PROBLEM:
Below are the records; pull every line that includes "white".

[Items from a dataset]
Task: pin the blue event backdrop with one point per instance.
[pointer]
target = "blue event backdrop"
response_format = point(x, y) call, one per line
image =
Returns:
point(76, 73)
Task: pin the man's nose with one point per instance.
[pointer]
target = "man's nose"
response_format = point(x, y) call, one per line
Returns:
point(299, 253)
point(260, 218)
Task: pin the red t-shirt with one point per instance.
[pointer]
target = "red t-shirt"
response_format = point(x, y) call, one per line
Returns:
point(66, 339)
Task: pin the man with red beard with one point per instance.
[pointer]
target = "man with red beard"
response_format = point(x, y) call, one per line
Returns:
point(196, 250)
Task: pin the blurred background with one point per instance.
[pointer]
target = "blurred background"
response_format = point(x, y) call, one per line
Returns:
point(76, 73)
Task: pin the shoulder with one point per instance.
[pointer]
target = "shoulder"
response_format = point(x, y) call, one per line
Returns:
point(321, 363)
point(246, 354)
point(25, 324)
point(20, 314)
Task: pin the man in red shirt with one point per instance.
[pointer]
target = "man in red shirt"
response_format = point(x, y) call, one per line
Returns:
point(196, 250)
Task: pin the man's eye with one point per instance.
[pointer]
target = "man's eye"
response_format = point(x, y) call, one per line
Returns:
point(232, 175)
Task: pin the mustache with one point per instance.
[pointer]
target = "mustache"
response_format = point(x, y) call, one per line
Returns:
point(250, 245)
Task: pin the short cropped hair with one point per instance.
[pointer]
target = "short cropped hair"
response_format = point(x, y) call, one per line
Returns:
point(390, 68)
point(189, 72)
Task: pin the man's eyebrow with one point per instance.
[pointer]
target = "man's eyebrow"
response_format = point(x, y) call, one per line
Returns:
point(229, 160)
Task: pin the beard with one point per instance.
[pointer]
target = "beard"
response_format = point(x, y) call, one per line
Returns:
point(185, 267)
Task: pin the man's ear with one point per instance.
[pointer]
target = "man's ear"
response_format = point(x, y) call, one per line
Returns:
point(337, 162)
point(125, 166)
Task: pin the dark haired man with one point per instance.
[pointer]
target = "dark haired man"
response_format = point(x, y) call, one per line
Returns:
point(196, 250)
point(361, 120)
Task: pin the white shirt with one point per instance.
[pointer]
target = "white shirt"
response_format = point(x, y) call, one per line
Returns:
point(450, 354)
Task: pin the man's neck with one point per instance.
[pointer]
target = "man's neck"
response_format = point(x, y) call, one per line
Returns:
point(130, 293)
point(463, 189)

--

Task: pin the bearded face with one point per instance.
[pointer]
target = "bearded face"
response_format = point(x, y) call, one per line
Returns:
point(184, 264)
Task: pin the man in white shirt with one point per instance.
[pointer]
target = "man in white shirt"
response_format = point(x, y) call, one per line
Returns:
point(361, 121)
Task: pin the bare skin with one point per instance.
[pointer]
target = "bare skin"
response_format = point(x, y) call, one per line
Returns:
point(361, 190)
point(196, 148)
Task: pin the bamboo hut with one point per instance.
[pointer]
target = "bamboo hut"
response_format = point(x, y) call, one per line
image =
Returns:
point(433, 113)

SOLUTION FOR THIS PROBLEM:
Task: pin the white shirt with one point per instance.
target = "white shirt"
Task: pin the man in white shirt with one point per instance.
target = "man in white shirt"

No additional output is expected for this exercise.